### PROVIDED MATERIAL

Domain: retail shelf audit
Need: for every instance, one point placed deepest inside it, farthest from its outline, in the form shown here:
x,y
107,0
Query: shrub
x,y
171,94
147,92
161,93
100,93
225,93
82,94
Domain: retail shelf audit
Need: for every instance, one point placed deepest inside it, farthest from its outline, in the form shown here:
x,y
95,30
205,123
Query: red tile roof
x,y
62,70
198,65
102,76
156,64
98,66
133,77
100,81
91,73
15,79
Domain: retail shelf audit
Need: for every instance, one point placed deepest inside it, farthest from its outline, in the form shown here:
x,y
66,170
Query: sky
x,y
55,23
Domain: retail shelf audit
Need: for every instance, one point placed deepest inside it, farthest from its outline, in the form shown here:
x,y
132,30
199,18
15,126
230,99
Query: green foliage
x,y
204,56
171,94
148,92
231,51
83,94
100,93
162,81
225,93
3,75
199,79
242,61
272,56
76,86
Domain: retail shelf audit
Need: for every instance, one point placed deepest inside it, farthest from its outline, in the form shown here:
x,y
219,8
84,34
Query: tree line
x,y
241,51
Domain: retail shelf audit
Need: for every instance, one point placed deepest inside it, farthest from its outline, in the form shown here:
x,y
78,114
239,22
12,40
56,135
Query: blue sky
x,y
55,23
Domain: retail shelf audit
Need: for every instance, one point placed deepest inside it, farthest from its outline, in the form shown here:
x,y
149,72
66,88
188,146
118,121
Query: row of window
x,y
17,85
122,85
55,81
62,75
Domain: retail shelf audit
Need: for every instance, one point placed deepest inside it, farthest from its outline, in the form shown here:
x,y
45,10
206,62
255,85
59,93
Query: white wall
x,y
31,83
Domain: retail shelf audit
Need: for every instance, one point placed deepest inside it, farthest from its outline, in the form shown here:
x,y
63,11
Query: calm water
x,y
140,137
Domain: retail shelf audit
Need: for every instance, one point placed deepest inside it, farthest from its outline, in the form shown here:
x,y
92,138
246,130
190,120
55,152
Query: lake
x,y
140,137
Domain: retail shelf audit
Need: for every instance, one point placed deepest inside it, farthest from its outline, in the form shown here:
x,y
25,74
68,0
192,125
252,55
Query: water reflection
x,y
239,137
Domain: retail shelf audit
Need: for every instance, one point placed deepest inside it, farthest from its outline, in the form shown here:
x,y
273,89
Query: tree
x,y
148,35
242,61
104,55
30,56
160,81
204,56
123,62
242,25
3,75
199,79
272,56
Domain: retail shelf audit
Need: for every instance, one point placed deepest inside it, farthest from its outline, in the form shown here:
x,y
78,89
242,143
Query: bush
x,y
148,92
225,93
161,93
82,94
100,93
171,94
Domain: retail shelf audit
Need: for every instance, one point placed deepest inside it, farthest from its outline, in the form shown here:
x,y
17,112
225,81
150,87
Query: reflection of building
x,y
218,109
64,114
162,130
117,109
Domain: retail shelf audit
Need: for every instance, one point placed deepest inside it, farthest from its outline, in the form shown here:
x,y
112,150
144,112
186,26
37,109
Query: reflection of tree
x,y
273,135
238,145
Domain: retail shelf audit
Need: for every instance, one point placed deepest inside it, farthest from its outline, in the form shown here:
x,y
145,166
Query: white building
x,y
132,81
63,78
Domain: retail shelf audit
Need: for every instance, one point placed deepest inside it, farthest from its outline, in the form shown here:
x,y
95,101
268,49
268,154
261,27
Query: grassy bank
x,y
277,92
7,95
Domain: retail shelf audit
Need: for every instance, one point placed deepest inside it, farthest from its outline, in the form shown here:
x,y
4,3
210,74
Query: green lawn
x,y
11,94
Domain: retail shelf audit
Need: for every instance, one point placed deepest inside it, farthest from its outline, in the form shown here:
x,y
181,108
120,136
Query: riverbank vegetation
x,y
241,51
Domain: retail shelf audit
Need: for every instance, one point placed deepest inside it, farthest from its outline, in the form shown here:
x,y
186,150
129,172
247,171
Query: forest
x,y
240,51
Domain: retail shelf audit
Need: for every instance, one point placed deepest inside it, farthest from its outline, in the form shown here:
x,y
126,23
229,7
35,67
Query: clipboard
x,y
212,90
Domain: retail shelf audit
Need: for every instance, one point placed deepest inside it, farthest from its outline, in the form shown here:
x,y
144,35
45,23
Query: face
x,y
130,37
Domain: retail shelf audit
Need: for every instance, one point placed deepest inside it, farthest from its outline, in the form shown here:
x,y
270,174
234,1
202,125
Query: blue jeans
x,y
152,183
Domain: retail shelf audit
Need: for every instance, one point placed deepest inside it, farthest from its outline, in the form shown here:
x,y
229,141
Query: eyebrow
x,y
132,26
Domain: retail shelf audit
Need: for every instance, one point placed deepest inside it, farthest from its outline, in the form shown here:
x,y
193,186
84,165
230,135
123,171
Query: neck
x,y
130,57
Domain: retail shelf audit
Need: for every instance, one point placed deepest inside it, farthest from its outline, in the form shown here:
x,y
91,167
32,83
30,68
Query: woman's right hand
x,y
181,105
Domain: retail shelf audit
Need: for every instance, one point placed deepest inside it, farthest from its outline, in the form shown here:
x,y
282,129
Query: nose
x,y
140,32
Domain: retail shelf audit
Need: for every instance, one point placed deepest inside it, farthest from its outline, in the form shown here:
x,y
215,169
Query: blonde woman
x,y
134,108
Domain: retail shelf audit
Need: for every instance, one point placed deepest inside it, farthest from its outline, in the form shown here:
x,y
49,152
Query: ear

### WORK TO BE COMPLETED
Please give the listing above one more time, exactly as it reads.

### EXERCISE OUTPUT
Domain: retail shelf audit
Need: for every instance, one point placed deepest inside it, farthest from its outline, in the form shown here:
x,y
107,0
Query: shrub
x,y
171,94
147,92
161,93
100,93
225,93
82,94
Domain: retail shelf audit
Need: for every instance, one point placed deepest inside it, farthest from its outline, in the form shown here:
x,y
95,30
205,123
Query: red tile roof
x,y
62,70
198,65
102,76
156,64
98,66
133,77
100,81
91,73
15,79
Domain: retail shelf audit
Need: for every instance, one point placed deepest inside it, farthest from its outline, in the form shown here:
x,y
66,170
Query: sky
x,y
55,23
Domain: retail shelf audit
Need: for every instance, one point placed deepest inside it, farthest from its outline, in the form shown here:
x,y
132,30
199,18
15,126
230,99
Query: green foliage
x,y
204,56
171,94
148,92
231,51
83,94
100,93
162,81
225,93
3,75
199,79
242,61
272,56
76,86
Domain: retail shelf audit
Need: for every instance, one point placed deepest inside it, farthest from its outline, in the form shown here:
x,y
219,8
84,34
Query: tree line
x,y
241,51
Domain: retail shelf audit
Need: for every instance, one point placed deepest inside it, farthest from its outline, in the form shown here:
x,y
78,114
239,22
12,40
56,135
Query: blue sky
x,y
55,23
Domain: retail shelf audit
Need: for every instance, one point placed deepest inside it, farthest from its outline, in the form shown here:
x,y
149,72
66,88
188,146
118,121
Query: row of window
x,y
17,85
122,85
55,81
62,75
Domain: retail shelf audit
Need: for every instance, one point placed deepest inside it, farthest from its outline, in the form shown here:
x,y
45,10
206,62
255,85
59,93
Query: white wall
x,y
31,83
Domain: retail shelf audit
Need: for every instance, one point placed deepest inside it, farthest from its outline, in the form shown here:
x,y
63,11
Query: calm water
x,y
140,137
Domain: retail shelf audit
Need: for every instance, one point placed deepest inside it, farthest from its outline, in the form shown here:
x,y
92,138
246,130
190,120
55,152
Query: lake
x,y
140,137
Domain: retail shelf audit
Need: for every instance, one point placed deepest inside it, farthest from its outline, in the form shown here:
x,y
25,74
68,0
192,125
252,55
Query: water reflection
x,y
239,137
Domain: retail shelf audit
Need: for every instance, one point placed deepest inside it, farthest from its outline, in the form shown here:
x,y
273,89
Query: tree
x,y
148,35
242,61
104,55
30,56
160,81
204,56
123,62
242,25
3,75
199,79
272,56
Domain: retail shelf audit
Need: for every instance, one point placed deepest inside it, farthest from its outline, in the form shown here:
x,y
78,89
242,143
Query: bush
x,y
148,92
225,93
161,93
82,94
100,93
171,94
Domain: retail shelf audit
Need: for every instance, one point placed deepest inside it, farthest from its outline, in the form shown here:
x,y
17,112
225,81
150,87
Query: reflection of building
x,y
218,109
64,114
162,130
117,109
Domain: retail shelf audit
Need: for every instance, one point placed deepest inside it, farthest from its outline, in the form shown here:
x,y
112,150
144,112
186,26
37,109
Query: reflection of tree
x,y
273,135
238,145
Domain: retail shelf audit
Need: for every instance, one point placed deepest inside it, farthest from its outline, in the form shown here:
x,y
145,166
Query: white building
x,y
132,81
63,78
Domain: retail shelf audit
Need: for every instance, one point placed deepest inside it, farthest from its outline, in the form shown here:
x,y
95,101
268,49
268,154
261,27
Query: grassy bank
x,y
277,92
7,95
Domain: retail shelf audit
Need: for every instance, one point placed deepest inside it, farthest from its outline, in the form shown here:
x,y
4,3
210,74
Query: green lawn
x,y
11,94
Domain: retail shelf audit
Need: for every instance, one point placed deepest inside it, farthest from its outline, in the form shown here:
x,y
181,108
120,136
Query: riverbank vegetation
x,y
241,51
Domain: retail shelf audit
Need: for every instance, one point placed deepest inside it, farthest from its outline, in the form shown here:
x,y
186,150
129,172
247,171
Query: forest
x,y
240,51
Domain: retail shelf audit
Need: for every instance, one point placed deepest inside it, farthest from its outline, in the form shown here:
x,y
126,23
229,7
35,67
Query: clipboard
x,y
212,90
Domain: retail shelf audit
Need: for every instance, one point placed deepest inside it, farthest from its outline, in the form shown here:
x,y
144,35
45,23
Query: face
x,y
130,37
Domain: retail shelf audit
Need: for every instance, one point placed deepest inside it, farthest from its outline, in the form shown here:
x,y
270,174
234,1
202,125
Query: blue jeans
x,y
152,183
Domain: retail shelf audit
Need: for every instance, one point placed deepest inside it, farthest from its outline, in the form shown here:
x,y
229,141
Query: eyebrow
x,y
132,26
Domain: retail shelf audit
Need: for every instance, one point placed deepest inside it, farthest from its outline, in the form shown here:
x,y
193,186
84,165
230,135
123,171
Query: neck
x,y
130,57
Domain: retail shelf audit
Need: for every instance, one point placed deepest inside it, farthest from its outline, in the form shown here:
x,y
91,167
32,83
30,68
Query: woman's right hand
x,y
181,105
Domain: retail shelf audit
Need: for every instance, one point placed deepest inside it, farthest from its outline, in the form shown here:
x,y
282,129
Query: nose
x,y
140,32
Domain: retail shelf audit
Need: for every instance, one point placed deepest inside it, farthest from its outline, in the form shown here:
x,y
215,169
Query: blonde woman
x,y
134,108
Domain: retail shelf audit
Need: for every instance, one point placed deepest inside it, farthest from its outline, in the form shown here:
x,y
49,152
Query: ear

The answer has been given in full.